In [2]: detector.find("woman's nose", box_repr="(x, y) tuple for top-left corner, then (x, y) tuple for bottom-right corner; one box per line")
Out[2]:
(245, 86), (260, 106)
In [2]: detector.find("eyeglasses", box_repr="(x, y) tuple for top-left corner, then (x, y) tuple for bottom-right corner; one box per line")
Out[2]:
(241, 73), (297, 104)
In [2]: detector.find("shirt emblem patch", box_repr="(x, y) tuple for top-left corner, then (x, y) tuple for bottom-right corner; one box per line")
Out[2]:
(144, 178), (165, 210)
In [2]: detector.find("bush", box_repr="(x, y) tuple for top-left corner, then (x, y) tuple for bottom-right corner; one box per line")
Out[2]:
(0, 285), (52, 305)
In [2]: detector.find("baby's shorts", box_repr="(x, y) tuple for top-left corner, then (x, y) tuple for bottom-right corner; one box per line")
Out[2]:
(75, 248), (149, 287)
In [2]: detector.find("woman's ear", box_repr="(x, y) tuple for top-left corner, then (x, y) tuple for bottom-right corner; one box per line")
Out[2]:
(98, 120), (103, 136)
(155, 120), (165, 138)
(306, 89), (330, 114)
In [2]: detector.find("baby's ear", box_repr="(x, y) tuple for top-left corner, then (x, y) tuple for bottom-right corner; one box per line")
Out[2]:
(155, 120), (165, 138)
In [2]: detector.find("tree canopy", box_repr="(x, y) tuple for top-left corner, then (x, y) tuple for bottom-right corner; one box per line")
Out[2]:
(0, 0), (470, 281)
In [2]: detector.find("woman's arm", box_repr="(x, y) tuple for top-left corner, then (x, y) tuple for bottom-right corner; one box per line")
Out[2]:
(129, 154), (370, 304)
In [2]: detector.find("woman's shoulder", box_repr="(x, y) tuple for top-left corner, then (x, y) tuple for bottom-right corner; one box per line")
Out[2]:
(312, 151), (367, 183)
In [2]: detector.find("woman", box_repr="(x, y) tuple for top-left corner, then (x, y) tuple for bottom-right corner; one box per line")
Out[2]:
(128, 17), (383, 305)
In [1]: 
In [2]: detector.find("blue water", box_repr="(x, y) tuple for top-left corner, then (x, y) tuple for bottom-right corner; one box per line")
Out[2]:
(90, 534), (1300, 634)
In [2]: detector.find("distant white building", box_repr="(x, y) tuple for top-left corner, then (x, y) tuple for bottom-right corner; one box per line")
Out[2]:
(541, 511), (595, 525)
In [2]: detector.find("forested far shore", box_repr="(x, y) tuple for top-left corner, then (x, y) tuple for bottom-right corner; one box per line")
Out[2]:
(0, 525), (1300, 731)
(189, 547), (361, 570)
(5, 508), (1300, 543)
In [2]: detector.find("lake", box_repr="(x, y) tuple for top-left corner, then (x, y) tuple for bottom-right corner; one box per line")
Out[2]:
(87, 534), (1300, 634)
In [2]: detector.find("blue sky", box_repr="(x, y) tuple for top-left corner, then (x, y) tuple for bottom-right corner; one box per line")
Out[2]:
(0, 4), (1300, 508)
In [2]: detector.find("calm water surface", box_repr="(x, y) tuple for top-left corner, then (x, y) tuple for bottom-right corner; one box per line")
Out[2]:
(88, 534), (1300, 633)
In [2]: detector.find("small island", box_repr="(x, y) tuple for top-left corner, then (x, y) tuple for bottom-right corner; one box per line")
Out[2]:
━━━━━━━━
> WHAT NEEDS TO BE DONE
Rewrite the rows above with "bottom-right" replaced by "lower-right" everywhere it appears, leaving everything else unchanged.

> SOLUTION TO THIS EXERCISE
In [2]: detector.find("woman's nose", box_repr="(x, y) tuple for top-left corner, then (x, y) tuple for lower-right corner; one box per line")
Out[2]:
(245, 86), (260, 106)
In [2]: detector.find("eyeglasses", box_repr="(x, y) tuple for top-left corner, then (x, y) tuple for lower-right corner; one box per line")
Out[2]:
(241, 73), (297, 104)
In [2]: detector.find("shirt emblem patch", box_repr="(x, y) tuple for top-left corner, then (x, y) tuple for lower-right corner; one box per line")
Out[2]:
(144, 178), (165, 210)
In [2]: detector.find("bush", box_repr="(x, y) tuple for top-left corner, then (x, y) tuple for lower-right corner; one box per line")
Out[2]:
(0, 285), (52, 305)
In [2]: detector.find("baby's shorts", box_repr="(x, y) tuple for top-left corner, then (x, y) tuple for lower-right corner; one box per line")
Out[2]:
(75, 248), (149, 287)
In [2]: detector.find("woman's ear", box_repr="(x, y) tuple for top-left corner, then (x, y) tuple for lower-right corner; one box per line")
Out[2]:
(98, 120), (103, 136)
(155, 120), (165, 138)
(306, 89), (330, 114)
In [2]: detector.find("baby's ear", box_repr="(x, y) tuple for top-left corner, then (x, y) tuple for lower-right corner; one box per line")
Out[2]:
(155, 120), (165, 138)
In [2]: detector.find("tree canopy", box_repr="(x, y) tuple for top-left corner, then (x, y) tuple for lower-right corner; one box per line")
Out[2]:
(0, 0), (470, 281)
In [2]: detector.find("woman's arm", box_repr="(x, y) tuple for top-left corner, then (x, y) tuple for lower-right corner; one box per line")
Out[2]:
(129, 154), (370, 304)
In [2]: detector.find("woman's shoulder", box_repr="(x, y) tuple for top-left corner, then (x, y) tuple for lower-right corner; one box per line")
Out[2]:
(312, 151), (367, 183)
In [2]: detector.find("woman", box_repr="(x, y) tuple for top-left corner, then (x, y) tuple for lower-right corner; one box per line")
Out[2]:
(128, 17), (383, 305)
In [1]: 
In [2]: detector.find("blue water", box_repr="(x, y) tuple for top-left corner, then (x, y) tuple for lower-right corner; one box per line")
Out[2]:
(90, 534), (1300, 634)
In [2]: detector.find("distant white building", box_repr="(x, y) tuple for top-left corner, then (x, y) tuple for lower-right corner; one box per line")
Out[2]:
(541, 511), (595, 525)
In [2]: detector.find("forested far shore", box_repr="(x, y) tuple for top-left corner, then (x, y) tuple for lower-right corner; one box per line")
Out[2]:
(0, 525), (1300, 731)
(189, 547), (361, 570)
(5, 508), (1300, 543)
In [2]: detector.find("lake", box_repr="(x, y) tuple for top-left corner, then (x, y) tuple for lower-right corner; one box per line")
Out[2]:
(87, 534), (1300, 634)
In [2]: detector.find("blue sky", box_repr="(x, y) tuple for top-left corner, then (x, y) tuple for lower-right corner; one box per line")
Out[2]:
(0, 4), (1300, 508)
In [2]: detector.find("calm water surface", box_repr="(x, y) tuple for top-left corner, then (x, y) tuple for lower-right corner; one box per line")
Out[2]:
(88, 534), (1300, 633)
In [2]: detector.find("small island", box_repr="(x, y) tuple for top-left corner, then (x, y) tuple for lower-right corner; one box per line")
Out[2]:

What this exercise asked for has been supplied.